** Text shown follows **
In 2005, Sina Adl and colleagues proposed the name Chloroplastida for the group. In 2012, Frederik Leliaert and colleagues suggested a revised taxonomy of the Viridiplantae. In 2019, M. Leebens-Mack and colleagues proposed a phylogeny based on analysis of over a thousand plant genomes. It renders the former "chlorophyte algae" and "streptophyte algae" paraphyletic, as the land plants arose from within them.

== Definition ==
Viridiplantae (lit. 'green plants') is a clade of around 450,000–500,000 species of chloroplast-bearing eukaryotes. Most of them are autotrophs that obtain their energy by photosynthesis and play important primary production roles in both terrestrial and aquatic ecosystems. The clade includes all green algae, which are primarily aquatic; many are microscopic unicellular phytoplankton. It also includes the macroscopic, multicellular, generally complex-structured land plants (embryophytes, i.e. Plantae sensu strictissimo), which emerged from within the freshwater green algae clade Streptophyta during the Ordivician.
** End of Text shown **
** Information follows **
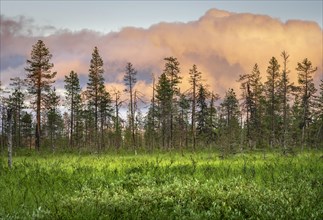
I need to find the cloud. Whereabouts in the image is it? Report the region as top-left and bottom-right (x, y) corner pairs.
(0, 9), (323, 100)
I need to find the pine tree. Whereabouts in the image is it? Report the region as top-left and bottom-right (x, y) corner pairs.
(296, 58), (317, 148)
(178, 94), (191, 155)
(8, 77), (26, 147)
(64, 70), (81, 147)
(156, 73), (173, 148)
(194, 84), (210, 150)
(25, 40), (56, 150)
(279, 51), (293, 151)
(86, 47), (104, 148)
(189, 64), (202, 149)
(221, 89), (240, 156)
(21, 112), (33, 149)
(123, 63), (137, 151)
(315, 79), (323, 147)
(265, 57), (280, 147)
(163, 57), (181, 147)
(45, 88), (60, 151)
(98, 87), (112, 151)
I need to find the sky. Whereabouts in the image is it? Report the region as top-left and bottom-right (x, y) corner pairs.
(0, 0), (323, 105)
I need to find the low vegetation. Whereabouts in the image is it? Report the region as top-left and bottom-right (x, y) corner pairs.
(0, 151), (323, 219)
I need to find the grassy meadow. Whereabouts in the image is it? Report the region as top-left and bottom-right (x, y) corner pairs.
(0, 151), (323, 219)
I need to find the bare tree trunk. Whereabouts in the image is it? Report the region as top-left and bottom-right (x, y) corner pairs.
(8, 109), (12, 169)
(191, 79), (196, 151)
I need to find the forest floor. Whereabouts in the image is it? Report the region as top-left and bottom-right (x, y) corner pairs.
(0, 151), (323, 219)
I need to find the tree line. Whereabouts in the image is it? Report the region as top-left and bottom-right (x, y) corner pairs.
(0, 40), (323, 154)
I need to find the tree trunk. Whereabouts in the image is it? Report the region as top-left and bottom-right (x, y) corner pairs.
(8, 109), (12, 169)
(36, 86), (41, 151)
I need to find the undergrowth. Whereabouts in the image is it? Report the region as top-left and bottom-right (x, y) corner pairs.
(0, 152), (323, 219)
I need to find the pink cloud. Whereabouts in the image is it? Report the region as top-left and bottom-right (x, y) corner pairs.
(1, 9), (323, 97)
** End of Information **
▶ [Activity] Please continue the Viridiplantae text from its last sentence.

▶ [Expected answer]
In traditional taxonomy, the classification of green algae typically exclude the land plants, rendering them a paraphyletic group; however it is cladistically accurate to regard land plants as a specialized clade of green algae that had evolved to thrive on dry land, thus making Viridiplantae a monophyletic group. Since the realization that the embryophytes emerged from green algae, some authors are starting to include them.

Viridiplantae species all have cells with cellulose in their cell walls, and primary chloroplasts derived from endosymbiosis with cyanobacteria that contain chlorophylls a and b and lack phycobilins. In some classification systems, the group has been treated as a kingdom under various names such as Viridiplantae, Chlorobionta or simply the kingdom Plantae (sensu stricto), the lattermost expanding upon the traditional grouping of (land) plants to include all green algae closely and distantly related to Embryophyta. Adl et al., who produced a classification for all eukaryotes in 2005, introduced the name Chloroplastida for this group, reflecting the group having primary chloroplasts, and they rejected the name Viridiplantae on the grounds that some of the species are not plants as understood traditionally. Together with Rhodophyta (red algae), Glaucophyta (grey algae) and other basal groups such as the phagotrophic Rhodelphidia and the picoplanktonic Picozoa (both considered sister to red algae), Viridiplantae belong to the larger primary algae clade Archaeplastida.

== Evolution ==

=== Taxonomy ===

Leliaert et al, 2012 propose the following simplified taxonomy of the Viridiplantae.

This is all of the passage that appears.